─── EXERCISE INPUTS ───

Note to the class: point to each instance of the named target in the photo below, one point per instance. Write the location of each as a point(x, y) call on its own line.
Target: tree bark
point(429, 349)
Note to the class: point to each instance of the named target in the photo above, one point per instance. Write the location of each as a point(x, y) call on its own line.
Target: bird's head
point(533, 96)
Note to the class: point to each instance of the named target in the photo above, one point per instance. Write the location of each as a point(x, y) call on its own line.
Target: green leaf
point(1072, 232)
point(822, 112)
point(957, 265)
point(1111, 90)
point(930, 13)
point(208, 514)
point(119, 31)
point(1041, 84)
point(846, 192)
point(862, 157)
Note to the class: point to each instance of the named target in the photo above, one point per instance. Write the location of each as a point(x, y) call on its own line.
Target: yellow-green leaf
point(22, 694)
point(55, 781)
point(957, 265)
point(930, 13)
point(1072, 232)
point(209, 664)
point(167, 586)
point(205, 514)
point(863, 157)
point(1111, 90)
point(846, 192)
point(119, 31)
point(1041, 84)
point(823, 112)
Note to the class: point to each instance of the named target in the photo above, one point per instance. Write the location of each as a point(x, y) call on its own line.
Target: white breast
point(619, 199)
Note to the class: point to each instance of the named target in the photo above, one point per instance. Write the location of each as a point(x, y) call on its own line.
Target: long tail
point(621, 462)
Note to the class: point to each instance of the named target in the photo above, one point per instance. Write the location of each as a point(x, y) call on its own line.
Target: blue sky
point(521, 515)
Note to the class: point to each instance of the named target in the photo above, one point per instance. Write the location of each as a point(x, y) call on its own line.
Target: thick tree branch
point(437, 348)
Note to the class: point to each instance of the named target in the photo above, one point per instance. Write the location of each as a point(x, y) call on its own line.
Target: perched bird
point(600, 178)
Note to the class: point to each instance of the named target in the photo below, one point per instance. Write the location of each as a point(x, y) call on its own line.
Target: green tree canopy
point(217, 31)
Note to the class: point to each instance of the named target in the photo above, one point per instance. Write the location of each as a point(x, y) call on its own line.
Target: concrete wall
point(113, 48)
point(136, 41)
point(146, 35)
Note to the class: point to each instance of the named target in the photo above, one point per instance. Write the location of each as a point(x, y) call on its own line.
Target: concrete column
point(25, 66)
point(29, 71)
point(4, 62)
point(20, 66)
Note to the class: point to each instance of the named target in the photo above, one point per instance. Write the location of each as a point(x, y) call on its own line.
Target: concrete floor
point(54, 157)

───

- EXERCISE: Set down each entry again, unchanged.

- EXERCISE ANSWER:
Note to the class: point to each instance of the named target in the photo below, one point per instance. Write the location of each as a point(x, y) call on its own line.
Target: tree bark
point(429, 349)
Note to the class: point to each instance of the named target in the photo above, one point per instance. Write the location of each as a point(x, y) call on its own line.
Target: bird's head
point(533, 96)
Note to the class: point to each instance of the named target in the photo above, one point per instance. Write the location of each as a point(x, y) call on its own line.
Target: green leaf
point(1072, 232)
point(822, 112)
point(957, 265)
point(1111, 90)
point(930, 13)
point(208, 514)
point(119, 31)
point(1041, 84)
point(846, 192)
point(862, 157)
Note to the class: point to each instance of the named target in the photo above, one point per instance. Write the location of each as a point(x, y) call on its own line.
Target: yellow-green leaf
point(22, 694)
point(55, 781)
point(957, 265)
point(930, 13)
point(1072, 232)
point(209, 664)
point(167, 586)
point(205, 514)
point(863, 157)
point(1111, 90)
point(846, 192)
point(119, 31)
point(1041, 84)
point(823, 112)
Note to the class: point to each instance of the named target in the photo above, one point per instance. Write the location of each as a point(x, y) call on its own line.
Target: white breast
point(619, 199)
Note to the class: point to each instance of the named target in the photo above, one point per instance. Write the location of each as a point(x, y) call on its own line.
Target: long tail
point(621, 462)
Note to the class: point to each instance of the named target in the photo above, one point per instance. Write the location of each as a point(x, y) call on its own line.
Target: blue sky
point(521, 515)
Note to the class: point to each instance of the named target in the photo above, one point per instance. Write the location of each as a point(x, y) call on its own line.
Target: thick tree branch
point(437, 348)
Note to the class: point to each instance of the named target in the photo above, one point per instance. Write the location of each as a point(x, y) call on its own line.
Target: perched bird
point(600, 178)
Note to the class: point to each instance of the named target in the photo below, one point per instance. Write the location of each as a point(x, y) call on its own line.
Target: green tree canopy
point(217, 31)
Note to the class: point to each instance of the named target in the photo above, one point per instance. Write the location of each as a point(x, y) call on its own line.
Target: concrete wall
point(113, 48)
point(136, 41)
point(146, 35)
Note to the class: point to each instance of the named target in the photo above, one point per instance. Write the location of each as a point(x, y) call on its own line.
Target: concrete column
point(25, 66)
point(29, 71)
point(4, 62)
point(20, 66)
Note to the class: point to each instance of the named target in the photo above, one point per instance. Write the location of each as a point(x, y) call on its own line.
Target: concrete floor
point(54, 157)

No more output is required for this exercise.